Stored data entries
+--
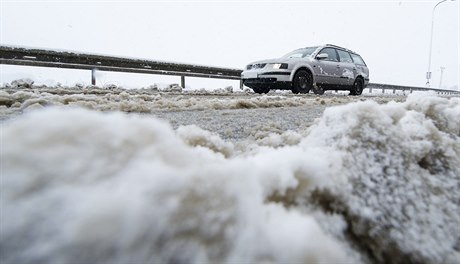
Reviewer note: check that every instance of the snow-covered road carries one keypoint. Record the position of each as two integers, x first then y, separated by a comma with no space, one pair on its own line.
206,177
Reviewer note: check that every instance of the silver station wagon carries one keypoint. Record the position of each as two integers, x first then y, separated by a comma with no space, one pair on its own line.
320,68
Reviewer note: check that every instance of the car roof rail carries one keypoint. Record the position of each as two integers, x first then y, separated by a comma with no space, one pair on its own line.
335,46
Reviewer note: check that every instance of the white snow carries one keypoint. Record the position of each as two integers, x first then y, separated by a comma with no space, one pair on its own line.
79,185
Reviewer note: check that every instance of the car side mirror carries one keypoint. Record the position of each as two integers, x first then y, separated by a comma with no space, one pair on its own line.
322,56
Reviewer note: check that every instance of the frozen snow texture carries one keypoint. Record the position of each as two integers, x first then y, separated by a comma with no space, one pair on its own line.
402,163
80,186
83,186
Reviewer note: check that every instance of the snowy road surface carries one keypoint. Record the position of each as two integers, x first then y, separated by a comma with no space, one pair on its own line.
229,178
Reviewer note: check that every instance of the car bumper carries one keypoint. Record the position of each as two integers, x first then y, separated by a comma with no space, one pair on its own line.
278,75
271,83
267,79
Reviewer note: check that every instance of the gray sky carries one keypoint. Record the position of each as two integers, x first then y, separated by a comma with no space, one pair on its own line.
392,36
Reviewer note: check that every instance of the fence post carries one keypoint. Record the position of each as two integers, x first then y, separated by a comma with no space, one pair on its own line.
93,76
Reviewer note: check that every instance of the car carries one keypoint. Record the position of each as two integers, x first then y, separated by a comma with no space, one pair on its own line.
319,68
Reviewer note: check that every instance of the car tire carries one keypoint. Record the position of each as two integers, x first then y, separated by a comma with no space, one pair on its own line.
302,82
358,87
258,90
318,90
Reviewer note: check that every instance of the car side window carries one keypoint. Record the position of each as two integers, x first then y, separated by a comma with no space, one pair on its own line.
357,59
344,56
331,53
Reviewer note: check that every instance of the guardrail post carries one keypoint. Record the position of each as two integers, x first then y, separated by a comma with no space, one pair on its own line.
93,76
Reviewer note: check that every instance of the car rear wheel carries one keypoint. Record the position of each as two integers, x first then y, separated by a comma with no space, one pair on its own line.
358,87
302,82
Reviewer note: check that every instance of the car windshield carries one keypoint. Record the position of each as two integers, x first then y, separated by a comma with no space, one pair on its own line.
300,53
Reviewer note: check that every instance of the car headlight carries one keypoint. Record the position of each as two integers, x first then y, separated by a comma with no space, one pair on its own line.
277,66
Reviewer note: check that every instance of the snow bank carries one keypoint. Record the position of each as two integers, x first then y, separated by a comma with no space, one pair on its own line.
402,164
81,186
84,186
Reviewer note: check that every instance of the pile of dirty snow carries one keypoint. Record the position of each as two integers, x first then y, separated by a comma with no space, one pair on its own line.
366,183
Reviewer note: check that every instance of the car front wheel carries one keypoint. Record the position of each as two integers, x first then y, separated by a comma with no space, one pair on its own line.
+--
* Brief:
Without the pictures, restate all of the entries word for word.

* Task output:
Reviewer note: check that every instance of the snow-covered road carries one keypoint. Record the position of each as two integers, x first then y, separated by a comma with no space, one pair on its own line.
206,177
Reviewer note: check that every instance of the silver station wagon carries one keypoint. Record the position of each as two integers, x first then y, separated by a comma with no space, one pair on its own line.
320,68
Reviewer note: check that every instance of the car roof rail carries one keypoint. Record the position of each as two integers, x first then y, separated by a comma with no space, one pair on its own line.
335,46
Reviewer note: check that every instance of the white snow carries one keypoint. Record the position of each as two integers, x first then y, separated by a comma with no space, one pair on its own line.
79,185
Reviewer note: check that every instance of the car side mirror carries one keypoint. Record the position of each as two integers, x first then y, separated by a comma with no space, one pair on its own line.
322,56
Reviewer note: check that every instance of the frozen snow texture carries one keypoint. Record the position of each as two integers, x first then y, separated by a comma with no space, one pair on its own line.
402,163
80,186
83,186
Reviewer note: check that every instance of the snowy road surface carries one keypoint. Record the position of each as two integers, x first then y, separated by a comma with no space, one pair on its own line.
229,178
Reviewer note: check that every instance of the car bumper carries one keypoint. Record the position of each as two integers, x first then y, separated by a comma with no space, one pair on its own line.
278,75
271,83
267,79
Reviewer note: check that every instance of the gray sky carries one keypoint. Record the position of each as two integers, x first then y, separated by a comma with no space, one pair on its own line.
392,36
Reviewer note: check that every instance of the fence post carries one keypoint. Record the position of each as two integers, x first then y, separated by a comma with no space, one pair on its own line.
93,76
Reviewer note: check that every instance of the car carries one keypoint. Record the position of each as two integers, x first then y, separated by a comma with no space, one pair on its own line.
319,68
Reviewer note: check that every instance of the car tire carries one keypoint. Record the position of each as two integers, x first then y, separated by a comma with no space, one pair on its own line.
302,82
358,87
258,90
318,90
Reviewer note: check that every instance of the car side window carries one keypoint. Record the position of each as two integers, x first then y, separated by a comma with no space, one pair on its own line.
357,59
344,56
331,53
Reviewer note: check that every instance of the guardrail post carries one keypoint. Record the position of each as two integers, x first then y, separated by a comma with no space, one pair on its own line.
93,76
Reviewer note: check that every instance of the car rear wheel carries one keypoint. Record the position of each as two integers, x first then y, separated by a comma with no space, one pair on its own line.
358,87
302,82
Reviewer note: check that every instance of the car windshield carries one keypoint. Record the position of each as two integers, x first then y, separated by a comma with no space, one pair on its own line.
300,53
Reviewer note: check that every instance of the car headlight carries one keypoint. Record the position of each as two integers, x first then y, separated by a comma with no space, one pair on its own line.
277,66
Reviewer note: check that every instance of the snow bank carries one keypoint. Record the position of each as two integers, x first then y, separated by a comma with no space, one pair on its own line.
402,164
81,186
84,186
Reviewer note: check that every instance of the pile of dirty snow carries one keypoint. Record the position of each as two integers, x first then y, separated by a comma with no space, one pair on its own line.
366,183
Reviewer note: check that every instance of the car front wheel carries one keypoint. Record the position of each as two integers, x first then y, separated by a comma with no space, one pair on its own line.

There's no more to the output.